Source –
※

One of the key aspects in churn analysis is to minimize modeling latency so that timely reactions can be taken due to market changes. To complete the end-to-end analysis, an automated scoring process should be included in order to have churn scores available on an hourly, daily, or weekly data. At the same time, to take advantage of granular and large amounts usage data in the form of call detail records and in order to optimize this churn model, it needs to have a well and tightly integrated data warehousing and analytics environment to minimize any type of latency between the environments, which historically have been only loosely integrated for this organization.

Background

Working with the customer, this organization started with a business background and a well-defined business problem. In the business background, we learned that the analysts work closely with business representatives, for example, from organizational groups like segment management or a retention office, to formulate the analytical “problem” at hand. The analyst begins the model-building process, typically starting with gathering and preparing the data (statistical data preparation) for their needs before actually developing and validating the model. Once the analyst settles on a model that they deem most sufficient to predict customer churn and satisfy the business problem, this model will have to be deployed to an automated and governed IT process for the recurring scoring of new data sources.

The following will explain how in-database processing and analytics can be applied in the various phases of this model-building process to predict and execute customer churn.

Creating a Data Set

The most essential component of information is the customer level analytical data set. A single data record in this data set is also referred to as the customer analytic record. A series of data preparation steps are usually required to create this record-level analytical data set. The data includes contract information, customer contact information, recharging for prepaid, customer life value, and other behavioral characteristics including service usage. Behavioral information can be found in the call detail records. Such usage information, gathered and transformed on a record-level for each customer entity, typically includes the number of calls or minutes of use, ratio of week-days versus weekend calls, or similar metrics. The granular call detail records data on call level are typically aggregated up to a weekly or monthly granularity before used in model development.

The behavioral data aggregated from call detail records are combined with contract, recharging, and customer contact data. Everything is available in full history and detail on the data warehouse. The aggregation and combination steps are executed directly in the data warehouse, comprising several hundreds of attributes ready to be used in churn modeling. The combination of data is typically implemented as joins, sorts, and merges within the data warehouse.

One best practice is to make aware of the resulting analytic data set at the data warehouse level. This means ensuring that all relevant changes of customer behavior are traced and recorded and that proper timestamps are assigned to these changes. Generally, this process is a prerequisite to achieving the goal of establishing the data warehouse as a corporate repository. In this case, all behaviors related to the customers are pursued over a certain time and are used for the actual modeling to develop a churn model.

※

Dataset extract –
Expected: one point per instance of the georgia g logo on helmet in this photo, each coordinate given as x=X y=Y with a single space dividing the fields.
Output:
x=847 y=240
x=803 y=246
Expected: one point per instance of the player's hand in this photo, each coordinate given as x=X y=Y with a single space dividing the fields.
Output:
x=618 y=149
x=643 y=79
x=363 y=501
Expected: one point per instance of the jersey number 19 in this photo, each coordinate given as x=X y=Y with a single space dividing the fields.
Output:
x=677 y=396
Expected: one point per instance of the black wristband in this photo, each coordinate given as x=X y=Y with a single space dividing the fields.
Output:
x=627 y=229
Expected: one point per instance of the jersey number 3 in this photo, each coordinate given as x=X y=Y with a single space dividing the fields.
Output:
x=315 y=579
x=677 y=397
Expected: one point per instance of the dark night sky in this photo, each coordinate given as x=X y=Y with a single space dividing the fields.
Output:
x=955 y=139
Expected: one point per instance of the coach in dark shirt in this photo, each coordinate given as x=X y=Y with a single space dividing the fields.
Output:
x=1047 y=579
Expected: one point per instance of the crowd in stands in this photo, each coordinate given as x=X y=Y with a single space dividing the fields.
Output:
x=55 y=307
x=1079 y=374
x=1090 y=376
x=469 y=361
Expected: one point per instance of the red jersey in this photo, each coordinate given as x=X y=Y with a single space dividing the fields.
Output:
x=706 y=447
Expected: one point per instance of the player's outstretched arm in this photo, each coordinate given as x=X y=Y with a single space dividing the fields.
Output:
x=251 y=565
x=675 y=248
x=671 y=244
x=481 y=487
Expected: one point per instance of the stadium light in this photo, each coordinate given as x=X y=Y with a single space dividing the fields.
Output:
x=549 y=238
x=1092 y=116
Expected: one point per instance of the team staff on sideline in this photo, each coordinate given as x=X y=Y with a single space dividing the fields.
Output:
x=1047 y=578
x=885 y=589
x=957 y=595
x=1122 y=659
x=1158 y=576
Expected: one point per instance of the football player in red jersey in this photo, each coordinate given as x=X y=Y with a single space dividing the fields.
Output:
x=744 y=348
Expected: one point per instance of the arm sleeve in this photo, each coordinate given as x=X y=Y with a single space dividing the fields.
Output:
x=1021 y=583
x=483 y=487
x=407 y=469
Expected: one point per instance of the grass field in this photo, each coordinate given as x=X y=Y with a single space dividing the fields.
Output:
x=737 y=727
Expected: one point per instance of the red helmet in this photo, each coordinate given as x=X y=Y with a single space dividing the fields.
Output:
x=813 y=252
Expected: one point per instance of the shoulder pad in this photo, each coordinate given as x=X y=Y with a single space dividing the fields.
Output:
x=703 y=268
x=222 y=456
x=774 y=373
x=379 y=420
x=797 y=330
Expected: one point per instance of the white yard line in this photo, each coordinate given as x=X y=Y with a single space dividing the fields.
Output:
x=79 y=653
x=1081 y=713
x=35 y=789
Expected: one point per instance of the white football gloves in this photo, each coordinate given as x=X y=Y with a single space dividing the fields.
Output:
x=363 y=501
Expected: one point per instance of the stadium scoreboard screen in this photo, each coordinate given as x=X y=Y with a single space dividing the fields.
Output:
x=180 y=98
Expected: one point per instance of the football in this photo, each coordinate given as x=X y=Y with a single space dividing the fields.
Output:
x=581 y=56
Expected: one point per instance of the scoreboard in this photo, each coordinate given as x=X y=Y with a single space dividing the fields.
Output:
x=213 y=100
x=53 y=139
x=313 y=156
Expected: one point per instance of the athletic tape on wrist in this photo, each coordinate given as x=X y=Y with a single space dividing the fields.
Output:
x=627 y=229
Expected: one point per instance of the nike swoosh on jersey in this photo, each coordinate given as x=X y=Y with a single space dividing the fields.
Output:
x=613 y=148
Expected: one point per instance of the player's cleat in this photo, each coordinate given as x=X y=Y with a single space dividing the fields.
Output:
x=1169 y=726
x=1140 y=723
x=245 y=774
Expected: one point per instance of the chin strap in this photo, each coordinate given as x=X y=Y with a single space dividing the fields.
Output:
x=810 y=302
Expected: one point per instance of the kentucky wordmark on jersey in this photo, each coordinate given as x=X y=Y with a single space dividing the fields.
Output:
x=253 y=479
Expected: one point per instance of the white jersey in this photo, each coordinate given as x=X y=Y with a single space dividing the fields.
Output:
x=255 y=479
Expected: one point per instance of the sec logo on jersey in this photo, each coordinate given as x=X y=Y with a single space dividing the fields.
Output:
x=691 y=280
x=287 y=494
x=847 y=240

※

Directives –
[1] In the records, swap "red jersey" for "crimson jersey" in the lines between the one holding "Expected: one point per instance of the red jersey" and the one holding "x=1092 y=116", inclusive, and give only those lines back with everything else unchanged.
[2] Carry on the text about churn analysis in the data warehouse from where it stops.

Answers for the exercise –
[1]
Expected: one point per instance of the crimson jersey in this photo, each coordinate given as x=X y=Y with a single space dividing the fields.
Output:
x=706 y=447
Expected: one point per instance of the player's outstretched arm in this photo, each coordinate given as x=X y=Y with a single space dividing the fields.
Output:
x=251 y=565
x=675 y=248
x=671 y=244
x=481 y=487
Expected: one point per instance of the stadium light in this photo, each coordinate given as x=X y=Y with a single space dividing the fields.
Output:
x=549 y=238
x=1092 y=116

[2]
Data Exploration

Before building the analytical data set, the analytic user would work against tables in a customer database, either a stand-alone data model or a domain within an enterprise data model inside the database or data warehouse, for all customers in the active population. Based on the understanding of the source data, the analytic user would then move to the next step, building the analytical data set as input for developing the analytic model.

By using the in-database functions such as summary, frequency, and means, the analyst will further explore the analytical data set at this stage to understand the behavior of attributes across subscriptions or groups of customers within the population to identify the expected behavior but also unexpected patterns in subgroups—especially by using the frequency analysis with stratified analysis by computing statistics across the analytical data set as well as within churner versus nonchurner groups of subscriptions. Summary, means, and frequency all compute descriptive statistics for variables across all customer records.

Data Preparation

After having explored the source data for mediated call data, billing data, and recharging data, we can now transform this source data to the customer analytic records at subscription level granularity, with calling, information about a customer recharging his phone, and many more attributes for model development; for example, there can be multiple subscriptions for a single customer. For churn-prediction modeling activities, the analytic data set captures active subscription customer analytic records as well as churned subscription customer analytic records.

In the data preparation step, the analyst will use the customer or related subscription behavior derived from the analytical data set to refine existing attributes or generate additional attributes into the analytic data set using statistical derivations. A good example is principal component analysis (PCA) techniques using the in-database principal components procedure. Depending on research objectives, a similar technique would be a factor analysis, also available as in-database factor function.

One mathematical technique used in this churn analysis is combining variables into factors and reducing the number of variables under consideration in order to obtain the most information about the customers and develop an effective data model.

A typical application in churn-prediction modeling would be to reduce a group of usage behavior attributes (e.g., 3 months, 6 months, 12 months average number of calls) with factor analysis. As a result, we can use a reduced number of attributes for modeling, which has a number of advantages (statistical and practical ones) over using a larger number of attributes.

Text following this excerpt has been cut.